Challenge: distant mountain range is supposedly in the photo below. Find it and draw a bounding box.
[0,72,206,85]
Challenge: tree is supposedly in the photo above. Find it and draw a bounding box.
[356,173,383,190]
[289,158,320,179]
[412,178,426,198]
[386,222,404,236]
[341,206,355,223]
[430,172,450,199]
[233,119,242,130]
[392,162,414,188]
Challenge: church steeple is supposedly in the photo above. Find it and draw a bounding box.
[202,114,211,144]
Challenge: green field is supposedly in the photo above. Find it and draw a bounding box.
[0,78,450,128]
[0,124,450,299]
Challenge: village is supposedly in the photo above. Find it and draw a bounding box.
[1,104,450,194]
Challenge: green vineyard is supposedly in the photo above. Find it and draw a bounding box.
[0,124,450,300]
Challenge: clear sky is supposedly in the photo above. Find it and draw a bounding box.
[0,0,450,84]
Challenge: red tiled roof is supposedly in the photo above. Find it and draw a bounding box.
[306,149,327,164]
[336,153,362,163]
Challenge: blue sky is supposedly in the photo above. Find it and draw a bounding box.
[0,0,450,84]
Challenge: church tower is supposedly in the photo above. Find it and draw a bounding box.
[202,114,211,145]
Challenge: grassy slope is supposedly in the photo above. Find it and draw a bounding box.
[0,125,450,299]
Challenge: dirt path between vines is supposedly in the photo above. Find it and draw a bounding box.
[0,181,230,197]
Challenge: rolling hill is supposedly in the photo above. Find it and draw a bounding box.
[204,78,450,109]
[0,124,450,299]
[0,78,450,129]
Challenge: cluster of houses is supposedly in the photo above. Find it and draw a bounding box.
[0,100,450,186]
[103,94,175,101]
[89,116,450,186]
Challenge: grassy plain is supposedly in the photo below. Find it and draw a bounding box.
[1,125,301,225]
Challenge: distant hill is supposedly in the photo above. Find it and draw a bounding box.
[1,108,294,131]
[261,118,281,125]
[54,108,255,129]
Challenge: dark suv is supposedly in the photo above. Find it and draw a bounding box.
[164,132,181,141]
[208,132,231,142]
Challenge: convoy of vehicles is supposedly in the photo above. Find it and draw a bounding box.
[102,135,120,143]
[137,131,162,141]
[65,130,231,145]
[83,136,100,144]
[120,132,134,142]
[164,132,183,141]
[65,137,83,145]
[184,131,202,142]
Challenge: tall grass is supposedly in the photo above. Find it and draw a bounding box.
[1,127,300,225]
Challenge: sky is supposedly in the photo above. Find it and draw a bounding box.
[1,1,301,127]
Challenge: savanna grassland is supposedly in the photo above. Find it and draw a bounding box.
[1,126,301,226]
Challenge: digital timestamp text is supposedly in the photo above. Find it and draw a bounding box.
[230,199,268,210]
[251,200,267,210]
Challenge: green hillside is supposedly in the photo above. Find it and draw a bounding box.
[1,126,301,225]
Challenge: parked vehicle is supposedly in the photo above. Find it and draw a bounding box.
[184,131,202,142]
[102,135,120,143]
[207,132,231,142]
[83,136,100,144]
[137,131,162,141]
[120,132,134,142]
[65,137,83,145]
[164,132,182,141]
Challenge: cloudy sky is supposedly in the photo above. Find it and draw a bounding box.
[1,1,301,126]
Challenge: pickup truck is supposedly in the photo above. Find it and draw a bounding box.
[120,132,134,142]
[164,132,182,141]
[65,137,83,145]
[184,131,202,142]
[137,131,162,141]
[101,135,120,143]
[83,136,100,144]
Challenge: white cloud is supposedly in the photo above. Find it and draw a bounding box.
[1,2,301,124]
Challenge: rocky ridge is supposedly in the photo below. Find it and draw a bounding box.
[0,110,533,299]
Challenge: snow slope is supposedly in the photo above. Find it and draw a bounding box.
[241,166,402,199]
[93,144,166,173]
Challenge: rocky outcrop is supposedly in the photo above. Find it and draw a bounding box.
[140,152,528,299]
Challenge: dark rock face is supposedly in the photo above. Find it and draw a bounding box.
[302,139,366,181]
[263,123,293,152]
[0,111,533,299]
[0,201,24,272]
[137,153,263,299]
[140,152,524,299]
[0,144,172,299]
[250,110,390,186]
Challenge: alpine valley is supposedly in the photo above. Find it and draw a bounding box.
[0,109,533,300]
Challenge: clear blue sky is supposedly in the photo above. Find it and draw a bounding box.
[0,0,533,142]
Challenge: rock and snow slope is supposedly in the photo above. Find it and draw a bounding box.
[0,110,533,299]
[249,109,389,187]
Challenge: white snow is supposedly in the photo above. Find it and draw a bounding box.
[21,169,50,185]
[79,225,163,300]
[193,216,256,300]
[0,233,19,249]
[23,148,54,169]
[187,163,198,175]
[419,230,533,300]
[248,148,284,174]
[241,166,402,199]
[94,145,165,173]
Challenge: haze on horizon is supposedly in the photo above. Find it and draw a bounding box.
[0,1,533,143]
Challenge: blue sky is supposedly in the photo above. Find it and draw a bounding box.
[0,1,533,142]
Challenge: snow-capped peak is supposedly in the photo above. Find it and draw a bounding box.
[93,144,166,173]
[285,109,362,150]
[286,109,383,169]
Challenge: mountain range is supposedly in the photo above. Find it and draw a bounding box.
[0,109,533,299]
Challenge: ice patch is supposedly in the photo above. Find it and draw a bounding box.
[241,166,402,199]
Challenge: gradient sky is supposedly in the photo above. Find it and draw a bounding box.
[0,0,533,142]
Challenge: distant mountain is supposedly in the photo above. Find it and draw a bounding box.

_Task objective_
Reproduce all of the records above verbatim, line for line, from first to last.

_Result of this exercise_
Challenge: distant mountain range is supposedly in the photo below. Find it and draw a bounding box.
[0,72,206,85]
Challenge: tree is supposedly in the photo above. Find it and draw a bounding box.
[356,173,383,190]
[289,158,320,179]
[412,178,426,198]
[386,222,404,236]
[341,206,355,223]
[430,172,450,199]
[233,119,242,130]
[392,162,414,188]
Challenge: church steeple is supposedly in the photo above. Find it and draw a bounding box.
[202,114,211,144]
Challenge: green field is supposedly in the photo above. Find it and draw a bounding box.
[0,78,450,128]
[0,124,450,299]
Challenge: village is supposedly in the photo above. Find it and draw a bounding box.
[1,104,450,194]
Challenge: green vineyard is supposedly in the photo above. Find it and draw a bounding box.
[0,124,450,300]
Challenge: clear sky is supposedly in the photo above. Find it and draw a bounding box.
[0,0,450,84]
Challenge: red tiled roof is supposedly in the photo above. Find it and draw a bounding box.
[306,149,327,164]
[336,153,362,163]
Challenge: blue sky is supposedly in the photo above. Find it and draw a bounding box.
[0,0,450,84]
Challenge: church tower is supposedly in the photo above. Find it and draw a bounding box.
[202,114,211,145]
Challenge: grassy slope is supposedly in the photo above. Find it and draw a bounding box.
[0,125,450,299]
Challenge: dirt path between vines is supposedly in the photo above. Find it and draw a bounding box.
[0,181,230,197]
Challenge: rolling hill is supposedly in the photo above. Find it and draw a bounding box.
[204,78,450,109]
[0,124,450,299]
[0,78,450,129]
Challenge: cluster of houses is supposedly in the photo above. Find it and draw a bounding box.
[0,100,450,186]
[103,94,175,101]
[89,116,450,186]
Challenge: grassy plain is supposedly in the photo below. Find it and draw a bounding box.
[1,125,301,225]
Challenge: distant hill is supposedly in the photo above. Find it and draw a bounding box.
[1,108,294,131]
[261,118,281,125]
[54,108,255,129]
Challenge: dark suv is supposedly in the photo above. Find it and draw a bounding box.
[164,132,181,141]
[208,132,231,142]
Challenge: convoy of vehicles is supposedly in the photo above. Find it and draw a bounding box.
[102,135,120,143]
[137,131,162,141]
[65,130,231,145]
[83,136,100,144]
[120,132,134,142]
[164,132,183,141]
[65,137,83,145]
[184,131,202,142]
Challenge: tall grass is supposedly in the photo above. Find it and draw a bounding box.
[1,127,300,225]
Challenge: sky is supposedly in the photo above. Find it and draw a bounding box.
[1,1,301,127]
Challenge: savanna grassland is supposedly in the photo above. Find it and draw a bounding box.
[1,126,301,226]
Challenge: digital timestamp text is supposedly in the photo above. Find it and draw a bounding box.
[230,199,268,210]
[251,200,267,210]
Challenge: green hillside is supposedly in the photo above. Find it and draw a bounding box.
[1,126,301,225]
Challenge: parked vehicle is supposedly in the photo above. Find it and draw a bounding box.
[184,131,202,142]
[102,135,120,143]
[207,132,231,142]
[83,136,100,144]
[137,131,162,141]
[120,132,134,142]
[65,137,83,145]
[164,132,182,141]
Challenge: cloudy sky is supposedly in the photo above. Find it and draw a bounding box.
[1,1,301,126]
Challenge: pickup truck is supposedly in the photo above. Find it and draw a bounding box.
[120,132,134,142]
[164,132,182,141]
[65,137,83,145]
[184,131,202,142]
[137,131,162,141]
[101,135,120,143]
[83,136,100,144]
Challenge: white cloud is supposedly in the photo above. Find it and draw a bounding box.
[1,2,301,124]
Challenge: rocky ridge is supposedly in the photo below. Find it and draw a bounding box.
[0,110,533,299]
Challenge: snow slope is supposedly in the photo above. Find it and draw a bounding box.
[241,166,402,199]
[93,144,166,173]
Challenge: rocky outcrop is supposedly in the photo above. Find it and draw a bounding box.
[140,152,528,299]
Challenge: dark rock face is supposedly in the photo above. Find it and draw a bounding box.
[302,139,366,181]
[263,123,293,152]
[0,111,533,299]
[0,201,24,272]
[137,153,263,299]
[140,152,524,299]
[0,144,172,299]
[250,110,390,186]
Challenge: alpine valley is supposedly in the photo above. Find it and draw a bounding box.
[0,109,533,300]
Challenge: clear blue sky is supposedly in the photo above. Find it and draw a bounding box.
[0,0,533,142]
Challenge: rock and snow slope is supposedly in the photo above. Find it and draw a bounding box.
[0,110,533,299]
[249,109,389,187]
Challenge: white snow is supposedly in the photo above. Find it and draw a bounding box.
[21,169,50,185]
[79,225,163,300]
[193,216,256,300]
[0,233,19,249]
[23,148,54,169]
[187,163,198,175]
[419,230,533,300]
[248,148,284,174]
[241,166,402,199]
[94,145,165,173]
Challenge: haze on horizon is supposedly in the photo above. Find it and draw a bounding box.
[0,1,533,143]
Challenge: blue sky is supposedly in the photo above. Find it and draw a bounding box.
[0,1,533,142]
Challenge: snow-capped peak is supposedly in the photo above. Find it and draw a bounding box.
[93,144,166,173]
[285,109,362,150]
[286,109,383,169]
Challenge: mountain range is supposedly in the photo above. Find it and draw a bounding box.
[0,109,533,299]
Challenge: ice patch is supposedly in the photo above. Find it and draw a bounding box.
[241,166,402,199]
Challenge: gradient sky is supposedly in the photo above. Find it and draw a bounding box.
[0,0,533,142]
Challenge: distant mountain is supposedly in the photo above. Find it and draw a bounding box.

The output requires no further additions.